▸ **Document**:
################

Want to stymie a judgment creditor? It’s not as easy as you think.

English courts aren’t best pleased when they give judgment, only to find someone busily trying to frustrate the claimant’s efforts to collect on it. Last year, in JSC BTA Bank v Ablyazov [2016] EWHC 230 (Comm) (noted here on this blog), Teare J very rightly decided that an elusive judgment debtor’s pal was liable in tort to the judgment creditor when he helped the debtor shuffle his assets around in an elaborate “now you see them, now you don’t” exercise. Yesterday, in Marex Financial Ltd v Garcia [2017] EWHC 918 (Comm), Knowles J carried on the good work. Marex had got judgment in England for some $5 million, plus the usual freezing orders, against a couple of BVI companies controlled by SG, a globetrotting businessman. SG thereafter took care to avoid the UK, instead taking steps to spirit away the English assets of his companies to a web of entities in far-flung jurisdictions where it was difficult, if not impossible, for Marex to track them down. Marex thereupon sought permission to sue SG out of the jurisdiction, alleging a tort committed in England. What tort? In so far as SG might be deemed to have acted with the companies’ consent, inducement of breach of contract (i.e. the implicit contract by the companies to pay the judgment debt); and in so far as the companies hadn’t consented and hence he was in breach of duty to them, causing loss to Marex by unlawful means. Knowles J agreed with both limbs of the argument, swiftly disposed of a forum non conveniens point, and allowed service out, thus giving Marex at least a decent chance of getting paid.

################

▸ **Aim a**:
In the blog post about frustrating a judgment creditor, which judge decided Marex Financial Ltd v Garcia?

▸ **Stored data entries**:

################

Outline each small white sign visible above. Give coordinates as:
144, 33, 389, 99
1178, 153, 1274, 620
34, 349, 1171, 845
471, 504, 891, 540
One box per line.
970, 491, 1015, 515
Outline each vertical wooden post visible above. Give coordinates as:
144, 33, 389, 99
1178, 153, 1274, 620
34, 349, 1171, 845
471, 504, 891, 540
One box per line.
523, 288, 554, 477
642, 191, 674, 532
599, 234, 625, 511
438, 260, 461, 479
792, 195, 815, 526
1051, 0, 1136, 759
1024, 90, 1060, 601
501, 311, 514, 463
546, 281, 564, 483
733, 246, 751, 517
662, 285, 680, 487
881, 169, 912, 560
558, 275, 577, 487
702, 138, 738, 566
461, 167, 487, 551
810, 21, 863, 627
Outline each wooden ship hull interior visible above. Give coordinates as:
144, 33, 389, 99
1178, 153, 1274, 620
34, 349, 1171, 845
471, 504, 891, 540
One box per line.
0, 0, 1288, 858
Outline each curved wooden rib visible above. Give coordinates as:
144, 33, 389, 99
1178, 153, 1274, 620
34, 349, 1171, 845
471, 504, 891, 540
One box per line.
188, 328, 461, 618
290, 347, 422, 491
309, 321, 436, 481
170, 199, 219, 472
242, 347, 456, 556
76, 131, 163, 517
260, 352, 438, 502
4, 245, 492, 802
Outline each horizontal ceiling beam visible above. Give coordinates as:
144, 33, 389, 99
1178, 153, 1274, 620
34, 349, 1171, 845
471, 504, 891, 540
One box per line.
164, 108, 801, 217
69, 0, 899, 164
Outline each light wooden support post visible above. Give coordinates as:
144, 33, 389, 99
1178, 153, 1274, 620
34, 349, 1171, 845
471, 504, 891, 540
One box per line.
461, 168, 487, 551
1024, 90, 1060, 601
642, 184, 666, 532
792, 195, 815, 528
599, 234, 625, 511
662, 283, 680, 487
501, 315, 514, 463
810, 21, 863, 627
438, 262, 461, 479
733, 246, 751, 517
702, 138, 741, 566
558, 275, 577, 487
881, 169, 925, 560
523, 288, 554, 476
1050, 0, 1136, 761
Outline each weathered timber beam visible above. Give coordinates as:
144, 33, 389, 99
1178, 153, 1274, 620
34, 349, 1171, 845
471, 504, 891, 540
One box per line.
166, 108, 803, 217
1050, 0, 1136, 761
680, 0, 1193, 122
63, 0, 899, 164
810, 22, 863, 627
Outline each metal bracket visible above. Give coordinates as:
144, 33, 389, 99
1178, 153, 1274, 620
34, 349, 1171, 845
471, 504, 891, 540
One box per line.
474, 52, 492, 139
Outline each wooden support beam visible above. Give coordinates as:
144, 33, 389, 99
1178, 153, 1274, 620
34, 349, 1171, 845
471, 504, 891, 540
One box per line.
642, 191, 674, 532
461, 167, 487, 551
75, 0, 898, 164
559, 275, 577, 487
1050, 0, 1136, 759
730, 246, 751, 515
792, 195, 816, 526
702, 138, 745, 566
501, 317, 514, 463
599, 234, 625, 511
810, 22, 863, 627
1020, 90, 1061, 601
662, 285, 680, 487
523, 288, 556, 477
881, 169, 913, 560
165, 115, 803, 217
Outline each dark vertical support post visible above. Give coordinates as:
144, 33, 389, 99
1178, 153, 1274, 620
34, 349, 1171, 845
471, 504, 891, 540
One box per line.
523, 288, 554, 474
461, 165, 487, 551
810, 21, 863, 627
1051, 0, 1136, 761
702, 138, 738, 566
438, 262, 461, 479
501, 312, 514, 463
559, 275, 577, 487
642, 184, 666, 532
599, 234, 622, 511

################

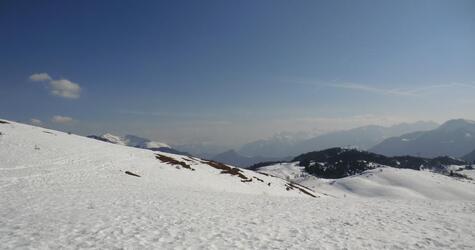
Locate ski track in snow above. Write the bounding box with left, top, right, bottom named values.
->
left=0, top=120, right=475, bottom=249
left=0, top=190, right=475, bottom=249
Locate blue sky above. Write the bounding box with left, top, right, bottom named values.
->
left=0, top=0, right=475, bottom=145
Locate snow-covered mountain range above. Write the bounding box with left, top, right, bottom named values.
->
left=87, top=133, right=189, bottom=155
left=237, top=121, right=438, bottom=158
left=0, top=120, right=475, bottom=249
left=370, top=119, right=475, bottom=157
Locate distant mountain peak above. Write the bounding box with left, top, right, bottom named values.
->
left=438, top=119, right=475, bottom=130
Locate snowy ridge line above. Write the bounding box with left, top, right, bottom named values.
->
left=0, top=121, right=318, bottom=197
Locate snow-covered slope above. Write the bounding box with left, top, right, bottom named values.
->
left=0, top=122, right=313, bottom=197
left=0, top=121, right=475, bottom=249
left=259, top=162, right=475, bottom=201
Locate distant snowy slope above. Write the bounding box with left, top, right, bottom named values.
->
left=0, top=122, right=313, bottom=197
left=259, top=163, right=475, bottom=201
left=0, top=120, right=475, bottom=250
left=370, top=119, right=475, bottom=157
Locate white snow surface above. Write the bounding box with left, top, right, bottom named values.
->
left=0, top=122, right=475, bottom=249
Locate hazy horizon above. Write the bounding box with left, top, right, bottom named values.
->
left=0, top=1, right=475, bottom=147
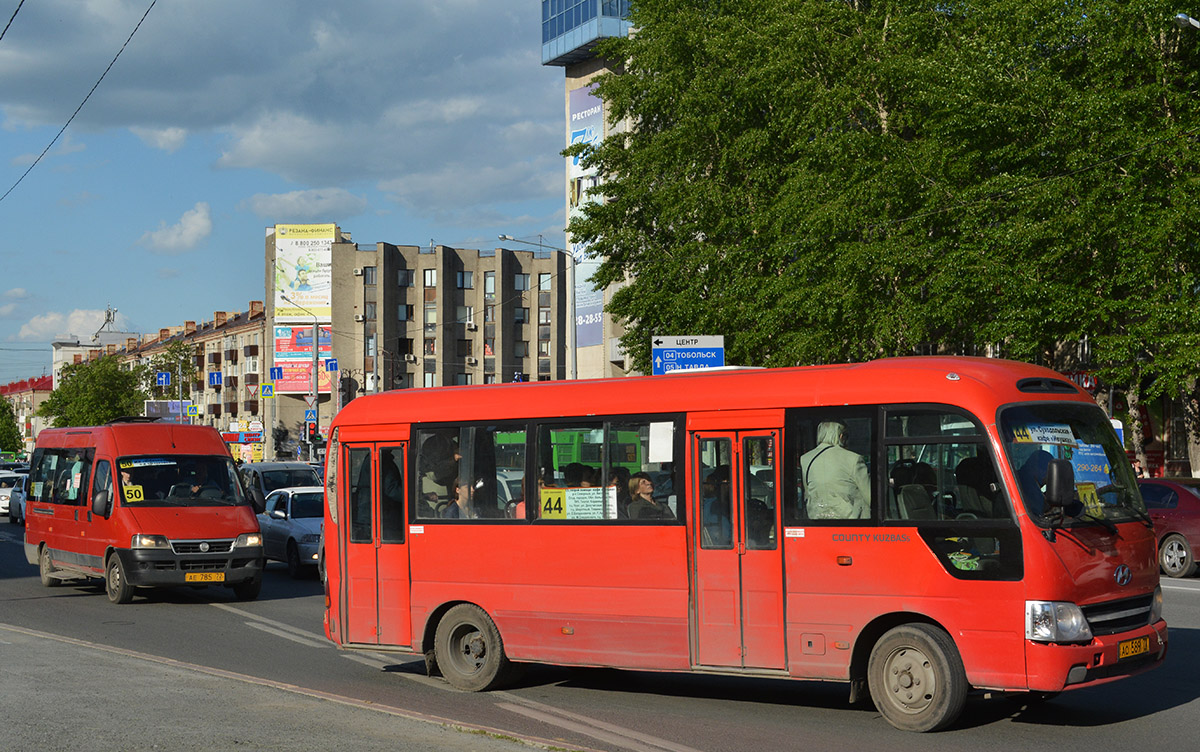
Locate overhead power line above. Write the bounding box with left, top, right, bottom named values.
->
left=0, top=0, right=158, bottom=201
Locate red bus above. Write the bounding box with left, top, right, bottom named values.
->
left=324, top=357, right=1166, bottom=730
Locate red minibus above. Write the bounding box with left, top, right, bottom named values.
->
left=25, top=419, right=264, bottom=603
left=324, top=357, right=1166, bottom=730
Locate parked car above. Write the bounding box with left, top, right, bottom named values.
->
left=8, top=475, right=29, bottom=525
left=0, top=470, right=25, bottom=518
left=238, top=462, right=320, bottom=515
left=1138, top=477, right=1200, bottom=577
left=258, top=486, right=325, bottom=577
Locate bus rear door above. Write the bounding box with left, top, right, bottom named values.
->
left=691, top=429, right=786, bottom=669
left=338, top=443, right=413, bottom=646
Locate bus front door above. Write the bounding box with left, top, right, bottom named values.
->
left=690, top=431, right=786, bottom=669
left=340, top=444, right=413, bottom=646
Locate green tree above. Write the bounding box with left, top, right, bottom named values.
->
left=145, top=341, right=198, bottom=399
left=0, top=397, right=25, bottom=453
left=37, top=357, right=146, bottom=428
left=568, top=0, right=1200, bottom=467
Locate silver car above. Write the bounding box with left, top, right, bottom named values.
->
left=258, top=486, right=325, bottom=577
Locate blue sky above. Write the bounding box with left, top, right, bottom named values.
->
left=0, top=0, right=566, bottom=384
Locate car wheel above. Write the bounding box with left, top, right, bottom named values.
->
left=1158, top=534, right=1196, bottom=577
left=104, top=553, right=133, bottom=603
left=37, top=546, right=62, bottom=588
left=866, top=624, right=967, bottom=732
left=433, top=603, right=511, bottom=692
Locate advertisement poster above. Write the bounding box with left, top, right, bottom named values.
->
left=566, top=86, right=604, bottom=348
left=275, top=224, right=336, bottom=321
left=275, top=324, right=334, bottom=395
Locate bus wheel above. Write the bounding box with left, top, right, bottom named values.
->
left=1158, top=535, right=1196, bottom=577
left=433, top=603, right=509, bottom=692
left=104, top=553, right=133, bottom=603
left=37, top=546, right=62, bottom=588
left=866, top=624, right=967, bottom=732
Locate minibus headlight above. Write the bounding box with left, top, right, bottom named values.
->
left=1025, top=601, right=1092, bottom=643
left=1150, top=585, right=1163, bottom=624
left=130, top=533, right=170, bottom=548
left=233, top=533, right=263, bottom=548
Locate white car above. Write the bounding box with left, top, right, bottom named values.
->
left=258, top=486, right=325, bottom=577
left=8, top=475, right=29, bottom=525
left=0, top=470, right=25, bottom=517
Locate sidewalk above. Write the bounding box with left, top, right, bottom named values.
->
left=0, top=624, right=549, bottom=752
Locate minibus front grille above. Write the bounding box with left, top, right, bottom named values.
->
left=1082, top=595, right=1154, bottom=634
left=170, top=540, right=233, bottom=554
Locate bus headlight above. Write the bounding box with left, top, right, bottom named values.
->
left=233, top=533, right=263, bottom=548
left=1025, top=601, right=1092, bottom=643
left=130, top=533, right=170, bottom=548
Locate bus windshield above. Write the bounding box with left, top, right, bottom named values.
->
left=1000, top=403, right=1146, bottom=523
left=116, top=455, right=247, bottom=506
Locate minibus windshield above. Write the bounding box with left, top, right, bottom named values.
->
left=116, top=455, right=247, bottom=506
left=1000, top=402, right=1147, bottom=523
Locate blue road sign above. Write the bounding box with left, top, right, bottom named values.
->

################

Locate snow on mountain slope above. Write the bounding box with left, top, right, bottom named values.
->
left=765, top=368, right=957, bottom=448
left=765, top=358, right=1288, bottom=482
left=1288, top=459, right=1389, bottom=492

################

▸ **Aim b**:
Convert the stored entries, from the line with "Outline each small" up to and including the line with "69, 0, 899, 164", into a JSON list of strings with one string per line, skipping blank lines.

▸ **Complete output a**:
Knowles J.

▸ **Complete output b**:
[
  "Outline each small white sign visible above. Give coordinates as:",
  "144, 33, 389, 99",
  "1178, 153, 1274, 620",
  "34, 349, 1171, 845",
  "471, 504, 891, 540",
  "One box per line.",
  "970, 491, 1015, 515",
  "Outline each vertical wooden post visible above. Give coordinates as:",
  "144, 33, 389, 99",
  "1178, 153, 1274, 620",
  "34, 349, 1171, 845",
  "471, 504, 891, 540",
  "One box per line.",
  "523, 288, 554, 477",
  "642, 191, 674, 532",
  "599, 234, 625, 511",
  "438, 260, 461, 479",
  "792, 195, 815, 526",
  "1051, 0, 1136, 759",
  "1024, 90, 1060, 601",
  "501, 311, 514, 463",
  "546, 281, 564, 483",
  "733, 246, 751, 517",
  "662, 285, 680, 487",
  "881, 169, 912, 560",
  "558, 275, 577, 487",
  "702, 138, 738, 566",
  "461, 167, 487, 551",
  "810, 21, 863, 627",
  "Outline each wooden ship hull interior visible above. Give coordinates as:",
  "144, 33, 389, 99",
  "1178, 153, 1274, 620",
  "34, 349, 1171, 845",
  "471, 504, 891, 540",
  "One box per line.",
  "0, 0, 1288, 858",
  "Outline each curved wooden rib visible above. Give coordinates as:",
  "144, 33, 389, 99",
  "1178, 153, 1274, 620",
  "34, 349, 1171, 845",
  "471, 504, 891, 540",
  "One box per line.",
  "188, 328, 461, 618",
  "290, 347, 422, 491",
  "309, 321, 436, 481",
  "170, 199, 219, 472",
  "242, 347, 456, 556",
  "76, 131, 163, 517",
  "260, 352, 438, 502",
  "4, 245, 492, 802",
  "Outline each horizontal ceiling beam visible above. Give coordinates as:",
  "144, 33, 389, 99",
  "1178, 153, 1274, 620",
  "34, 349, 1171, 845",
  "471, 504, 891, 540",
  "One box per line.",
  "164, 108, 801, 217",
  "69, 0, 899, 164"
]